[What is asked]
- A) In the Altima misfire thread, what did the dealership replace before offering a second test drive?
- B) Continue the Altima misfire thread from the point where it ends.

[Reading text]

# '02 Altima random misfire code, makes a noise almost sounds like knocking



## G33kyG1rl (Nov 4, 2014)

Recently bought an '02 Altima, about 171k miles. Got a great deal. In real nice shape, but make this sort of "knocking" sound under the hood when you're first taking off. Drives great otherwise. When I test drove it at the dealership the first time it drove so bad I was gonna walk, but they changed the plugs (which they said were in really bad shape) and offered a second test drive, it was much better. Still getting a check engine code for random misfire though. Thinking maybe one of the coil packs is going. How do you test them? Also when we got it, the engine oil was too high. Husband changed the oil and it's now at the right level. Hoping that didn't cause the issue. Any thoughts?


----------



## SPEEDO (Jun 9, 2003)

which engine? misfire code, which cylinder? you could move the coil from one cylinder to another and see if the code follows to that cylinder..


----------



## G33kyG1rl (Nov 4, 2014)

The engine is 2.5. It's a "random multiple misfire" code, not linked to any coil pack in particular.


----------



## SPEEDO (Jun 9, 2003)

in that case check into the cam/crank sensor kit (oem pt# B3731-6N27K)


----------



## G33kyG1rl (Nov 4, 2014)

Weirdest thing. Tested it again a while back and tied it to cylinder 1. Moved coil pack in cylinder 1 to cylinder 2. The misfire codes ceased. Car was behaving for a while. We hadn't replaced any parts, then again we weren't driving it long distances, maybe a few miles at a time. Then, today, it shut down again. No engine codes. Rented a code reader from the auto parts store. It read:

HTD Catalyst N/A

No idea what that means. Assuming it has something to do with the catalytic converter? Would that cause it to just stop, and not start up even after sitting 12 hours?

[Source material]
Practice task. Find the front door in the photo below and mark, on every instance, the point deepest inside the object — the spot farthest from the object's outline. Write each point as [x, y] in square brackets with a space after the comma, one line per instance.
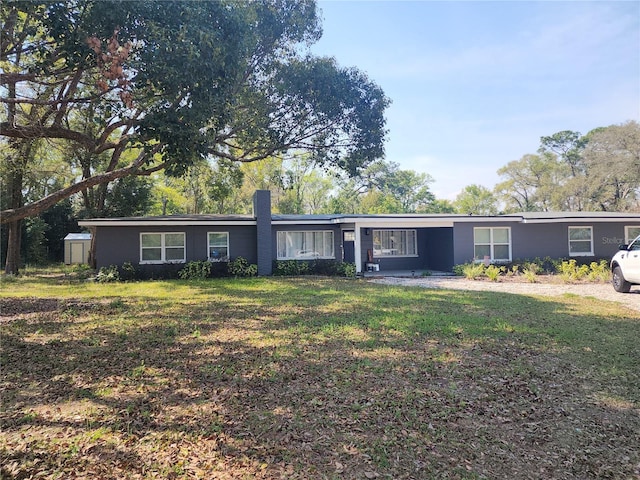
[348, 246]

[Answer list]
- A) The spark plugs.

- B)
----------



## G33kyG1rl (Nov 4, 2014)

So we've replaced the catalytic converter, or rather the entire pipe that the catalyst is on. It still kept stopping. We also replaced cam sensor and crank sensor with the ones with the metal on the end after that. It's still doing the same thing. I really have no idea what to replace now. At a total loss after just dropping $200 in probably unnecessary parts. The car is not driveable at all, and 2 people rely on it to get to work. Any help would be much appreciated.


----------



## rogoman (Dec 16, 2004)

You were probably getting a code P0300 (Multiple cylinders misfire). Here are several things that could cause this code:

- Improper spark plug
- Insufficient cylinder compression
- Incorrect fuel pressure
- Dirty injectors
- Intake system vacuum leak
- Heated oxygen sensor 1 (front top)


----------



## G33kyG1rl (Nov 4, 2014)

rogoman said:


> You were probably getting a code P0300 (Multiple cylinders misfire). Here are several things that could cause this code:
> 
> - Improper spark plug
> - Insufficient cylinder compression
> ...


That's the funny thing, the computer isn't popping any codes at all anymore. Why would it be shutting down like that without popping codes?


----------



## rogoman (Dec 16, 2004)

Check the engine grounds for tightness and any oxidation. You might consider SPEEDO's recommendation for the sensor kit.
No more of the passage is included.